┌─ Source records
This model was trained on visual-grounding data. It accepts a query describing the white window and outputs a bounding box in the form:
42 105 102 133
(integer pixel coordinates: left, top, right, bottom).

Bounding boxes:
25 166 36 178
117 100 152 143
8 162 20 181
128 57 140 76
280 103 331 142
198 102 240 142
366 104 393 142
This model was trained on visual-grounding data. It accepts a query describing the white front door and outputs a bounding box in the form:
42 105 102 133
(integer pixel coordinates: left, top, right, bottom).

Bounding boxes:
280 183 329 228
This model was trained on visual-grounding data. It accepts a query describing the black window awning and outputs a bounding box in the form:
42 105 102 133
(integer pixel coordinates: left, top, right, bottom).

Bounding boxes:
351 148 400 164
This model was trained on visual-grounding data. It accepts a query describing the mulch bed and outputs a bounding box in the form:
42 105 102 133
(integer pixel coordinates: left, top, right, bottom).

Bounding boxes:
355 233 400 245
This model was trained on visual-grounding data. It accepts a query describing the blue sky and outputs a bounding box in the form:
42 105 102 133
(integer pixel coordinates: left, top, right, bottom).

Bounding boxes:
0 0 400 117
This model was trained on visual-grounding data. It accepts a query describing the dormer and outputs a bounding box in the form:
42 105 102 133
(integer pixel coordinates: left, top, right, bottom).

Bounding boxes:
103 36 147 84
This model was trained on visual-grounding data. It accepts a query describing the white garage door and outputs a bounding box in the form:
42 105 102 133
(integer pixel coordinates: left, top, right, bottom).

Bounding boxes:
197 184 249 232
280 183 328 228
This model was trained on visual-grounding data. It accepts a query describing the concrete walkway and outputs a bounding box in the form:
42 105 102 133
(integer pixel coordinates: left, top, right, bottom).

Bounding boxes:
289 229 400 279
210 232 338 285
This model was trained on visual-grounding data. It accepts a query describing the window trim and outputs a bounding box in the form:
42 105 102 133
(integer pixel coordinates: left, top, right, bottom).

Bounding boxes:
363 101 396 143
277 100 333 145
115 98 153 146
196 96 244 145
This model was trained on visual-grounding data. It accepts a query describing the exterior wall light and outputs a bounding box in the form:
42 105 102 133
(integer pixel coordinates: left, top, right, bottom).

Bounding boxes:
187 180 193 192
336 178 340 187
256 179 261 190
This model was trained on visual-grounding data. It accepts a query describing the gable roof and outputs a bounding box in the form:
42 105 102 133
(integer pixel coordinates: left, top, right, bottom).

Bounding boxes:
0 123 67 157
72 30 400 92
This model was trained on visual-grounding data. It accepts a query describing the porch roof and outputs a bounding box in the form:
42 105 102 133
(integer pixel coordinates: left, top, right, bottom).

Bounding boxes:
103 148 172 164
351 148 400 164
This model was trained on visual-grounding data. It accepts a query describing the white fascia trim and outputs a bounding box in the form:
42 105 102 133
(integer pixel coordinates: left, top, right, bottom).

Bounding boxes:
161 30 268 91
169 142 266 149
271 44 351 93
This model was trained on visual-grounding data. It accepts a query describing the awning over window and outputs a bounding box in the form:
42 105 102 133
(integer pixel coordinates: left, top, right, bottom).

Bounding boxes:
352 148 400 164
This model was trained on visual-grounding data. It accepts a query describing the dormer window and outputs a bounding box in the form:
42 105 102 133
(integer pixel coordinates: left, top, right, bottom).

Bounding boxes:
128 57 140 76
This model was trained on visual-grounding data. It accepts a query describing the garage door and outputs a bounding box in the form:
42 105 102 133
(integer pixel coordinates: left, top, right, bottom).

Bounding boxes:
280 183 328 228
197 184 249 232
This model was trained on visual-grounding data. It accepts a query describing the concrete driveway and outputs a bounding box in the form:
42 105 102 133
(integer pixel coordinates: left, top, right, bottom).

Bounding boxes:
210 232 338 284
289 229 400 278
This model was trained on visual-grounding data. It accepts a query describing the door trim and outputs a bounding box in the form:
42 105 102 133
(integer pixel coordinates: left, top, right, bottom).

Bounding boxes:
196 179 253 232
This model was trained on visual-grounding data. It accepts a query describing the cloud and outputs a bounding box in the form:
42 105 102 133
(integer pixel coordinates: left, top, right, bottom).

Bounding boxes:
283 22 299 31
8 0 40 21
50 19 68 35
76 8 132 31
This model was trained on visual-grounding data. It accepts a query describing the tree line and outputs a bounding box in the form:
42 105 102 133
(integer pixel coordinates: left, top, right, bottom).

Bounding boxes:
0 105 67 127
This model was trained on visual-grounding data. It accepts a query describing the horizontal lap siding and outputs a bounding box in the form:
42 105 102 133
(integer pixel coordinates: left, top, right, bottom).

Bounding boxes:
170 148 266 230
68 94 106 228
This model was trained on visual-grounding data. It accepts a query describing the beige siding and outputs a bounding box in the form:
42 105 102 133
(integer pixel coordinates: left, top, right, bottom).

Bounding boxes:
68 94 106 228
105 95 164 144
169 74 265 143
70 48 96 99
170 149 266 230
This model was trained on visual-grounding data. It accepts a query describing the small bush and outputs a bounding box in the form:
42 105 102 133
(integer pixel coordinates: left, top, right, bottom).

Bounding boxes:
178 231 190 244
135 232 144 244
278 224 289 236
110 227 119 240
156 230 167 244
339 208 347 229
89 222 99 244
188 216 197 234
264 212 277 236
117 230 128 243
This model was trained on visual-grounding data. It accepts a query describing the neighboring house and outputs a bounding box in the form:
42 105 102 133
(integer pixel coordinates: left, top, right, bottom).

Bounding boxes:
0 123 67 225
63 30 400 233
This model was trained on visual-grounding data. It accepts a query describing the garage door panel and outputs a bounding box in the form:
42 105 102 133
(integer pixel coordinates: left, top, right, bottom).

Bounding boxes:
└─
Given task:
Turn the records above into a JSON list of strings, one string per line, leaving out blank lines.

Problem solution:
[
  "This model was trained on visual-grounding data. It accepts a query describing the white window and outputs a bounding box in the form:",
  "42 105 102 133",
  "(integer pixel coordinates: left, top, right, bottom).",
  "Bounding boxes:",
  "25 166 36 178",
  "117 100 152 143",
  "8 162 20 181",
  "128 57 140 76",
  "280 103 331 142",
  "198 102 240 142",
  "366 104 393 142",
  "This model was trained on visual-grounding data. It accepts a query describing the white front door and outputs a bounding box in the form:",
  "42 105 102 133",
  "(integer pixel coordinates: left, top, right, bottom).",
  "Bounding boxes:",
  "280 183 329 228",
  "This model was trained on visual-grounding data. It accepts a query describing the black window awning and outputs a bounding box in the form:",
  "42 105 102 133",
  "(integer pixel coordinates: left, top, right, bottom).",
  "Bounding boxes:",
  "351 148 400 164",
  "This model was trained on visual-grounding data. It accepts a query describing the mulch bed and outputs a bounding box in the form:",
  "42 105 102 133",
  "(integer pixel coordinates: left, top, right, bottom).",
  "Bounding boxes:",
  "355 233 400 245",
  "This model was trained on visual-grounding data. It accepts a query describing the blue sky and outputs a bounding box in the form:",
  "42 105 102 133",
  "(integer pixel coordinates: left, top, right, bottom).",
  "Bounding boxes:",
  "0 0 400 117",
  "This model was trained on visual-grounding data. It accepts a query describing the dormer and outputs a bounding box in the form:",
  "42 105 102 133",
  "(integer pixel coordinates: left, top, right, bottom).",
  "Bounding boxes:",
  "103 36 147 84",
  "This model was trained on visual-grounding data. It accepts a query describing the white garage door and outputs a bounding box in the form:",
  "42 105 102 133",
  "(integer pixel coordinates: left, top, right, bottom).",
  "Bounding boxes:",
  "197 184 249 232",
  "280 183 328 228",
  "This model was trained on visual-grounding data. It accepts a query describing the concrete walkway and outputs a bounding box in the form:",
  "42 105 102 133",
  "(integer pixel coordinates: left, top, right, bottom).",
  "Bounding boxes:",
  "289 229 400 279",
  "210 232 338 285",
  "This model was trained on visual-grounding data. It accepts a query describing the window trim and outputs a bounding box in the form:",
  "42 105 102 133",
  "(integer pixel coordinates: left, top, right, bottom).",
  "Bounding boxes:",
  "363 101 396 143",
  "277 100 333 145",
  "115 98 153 146",
  "196 96 244 145",
  "This model was trained on visual-grounding data. It accepts a query describing the exterior wall light and outputs a bounding box in the form:",
  "42 105 102 133",
  "(integer pixel coordinates: left, top, right, bottom).",
  "Bounding boxes:",
  "187 180 193 192",
  "336 178 340 187",
  "256 179 261 190",
  "This model was trained on visual-grounding data. It accepts a query describing the gable roof and outputs a bounding box in the form:",
  "42 105 102 133",
  "(integer pixel coordinates: left, top, right, bottom).",
  "Bounding boxes:",
  "0 123 67 157",
  "72 30 400 92",
  "This model was trained on visual-grounding data. It accepts a query describing the porch roof and outputs a bounding box in the form:",
  "42 105 102 133",
  "(integer pixel coordinates: left, top, right, bottom).",
  "Bounding boxes:",
  "103 148 172 164",
  "351 148 400 164",
  "This model was trained on visual-grounding data. It accepts a query describing the white fascia trim and outputs a bounding box in the form:",
  "42 105 102 133",
  "(integer pixel coordinates: left, top, right, bottom).",
  "Bounding boxes:",
  "161 30 268 91",
  "169 142 266 149",
  "271 44 351 93",
  "This model was trained on visual-grounding data. It accepts a query describing the awning over window and outputs a bounding box in the form:",
  "42 105 102 133",
  "(integer pixel coordinates: left, top, right, bottom).",
  "Bounding boxes:",
  "352 148 400 164",
  "This model was trained on visual-grounding data. It accepts a query describing the dormer window and outputs a bounding box in the form:",
  "42 105 102 133",
  "(integer pixel coordinates: left, top, right, bottom).",
  "Bounding boxes:",
  "128 57 140 76",
  "This model was trained on visual-grounding data. It accepts a query describing the garage door and outputs a bounding box in the form:",
  "42 105 102 133",
  "(integer pixel coordinates: left, top, right, bottom).",
  "Bounding boxes:",
  "280 183 328 228",
  "197 184 249 232",
  "This model was trained on visual-grounding data. It accepts a query describing the concrete driveway and outputs a bounding box in the form:",
  "42 105 102 133",
  "(integer pixel coordinates: left, top, right, bottom).",
  "Bounding boxes:",
  "210 232 338 284",
  "289 229 400 278",
  "This model was trained on visual-grounding data. It accepts a query describing the door trim and outputs a bounding box in the form:",
  "42 105 102 133",
  "(integer pixel coordinates: left, top, right, bottom).",
  "Bounding boxes:",
  "196 179 253 232",
  "This model was trained on visual-grounding data. It accepts a query describing the cloud and outputs a bounding box in the form:",
  "42 105 102 133",
  "(integer pixel coordinates: left, top, right, bottom).",
  "Bounding boxes:",
  "283 22 299 31",
  "8 0 40 21",
  "50 19 68 35",
  "76 8 132 31",
  "This model was trained on visual-grounding data. It accepts a query describing the tree line and outputs a bounding box in the form:",
  "42 105 102 133",
  "(integer pixel coordinates: left, top, right, bottom).",
  "Bounding boxes:",
  "0 105 67 127",
  "This model was trained on visual-grounding data. It accepts a query describing the horizontal lap siding and outputs a bounding box in the form:",
  "42 105 102 133",
  "(integer pixel coordinates: left, top, right, bottom).",
  "Bounding boxes:",
  "170 148 266 230",
  "68 94 106 228",
  "This model was trained on visual-grounding data. It accepts a query describing the beige siding and outputs a bounding box in the form:",
  "42 105 102 133",
  "(integer pixel coordinates: left, top, right, bottom).",
  "Bounding boxes:",
  "68 94 106 228",
  "105 95 164 144",
  "169 74 265 143",
  "70 48 96 99",
  "170 149 266 230",
  "This model was trained on visual-grounding data. It accepts a query describing the small bush and outputs a bounding box in the form:",
  "42 105 102 133",
  "(integer pixel coordinates: left, top, right, bottom).",
  "Bounding boxes:",
  "178 231 190 244",
  "135 232 144 244",
  "278 224 289 236",
  "110 227 119 240",
  "156 230 167 244",
  "339 208 347 229",
  "89 222 99 244",
  "188 216 197 234",
  "264 212 277 236",
  "117 230 128 243",
  "This model was trained on visual-grounding data. It accepts a query describing the neighboring house and outputs a bounding box in the form:",
  "42 105 102 133",
  "(integer pixel coordinates: left, top, right, bottom).",
  "Bounding boxes:",
  "0 123 67 225",
  "63 30 400 233",
  "This model was trained on visual-grounding data. It accepts a query describing the garage door panel and outputs a bounding box in the form:",
  "42 105 102 133",
  "(integer pixel coordinates: left, top, right, bottom).",
  "Bounding boxes:"
]